## Given problem:
Restate, word for word, every line of the data.

## Source data:

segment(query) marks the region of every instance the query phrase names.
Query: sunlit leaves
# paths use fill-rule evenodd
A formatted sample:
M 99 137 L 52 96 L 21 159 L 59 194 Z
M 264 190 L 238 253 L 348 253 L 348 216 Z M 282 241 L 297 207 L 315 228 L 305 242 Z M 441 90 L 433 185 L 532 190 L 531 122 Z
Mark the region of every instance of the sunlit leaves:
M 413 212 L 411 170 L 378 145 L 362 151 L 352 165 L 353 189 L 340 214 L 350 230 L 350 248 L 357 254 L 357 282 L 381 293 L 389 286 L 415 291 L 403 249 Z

## Output of the task:
segment(query) marks the region of every instance the query phrase names.
Query: sunlit leaves
# paths use fill-rule evenodd
A formatted sample:
M 99 137 L 52 96 L 21 159 L 59 194 Z
M 264 190 L 238 253 L 348 253 L 348 216 Z M 282 241 L 297 207 L 315 228 L 305 242 Z M 441 90 L 433 185 L 532 190 L 531 122 Z
Mark the region of every instance of the sunlit leaves:
M 413 212 L 411 170 L 378 145 L 362 151 L 352 165 L 353 189 L 340 214 L 350 230 L 350 248 L 357 254 L 357 282 L 381 293 L 389 286 L 415 291 L 403 249 Z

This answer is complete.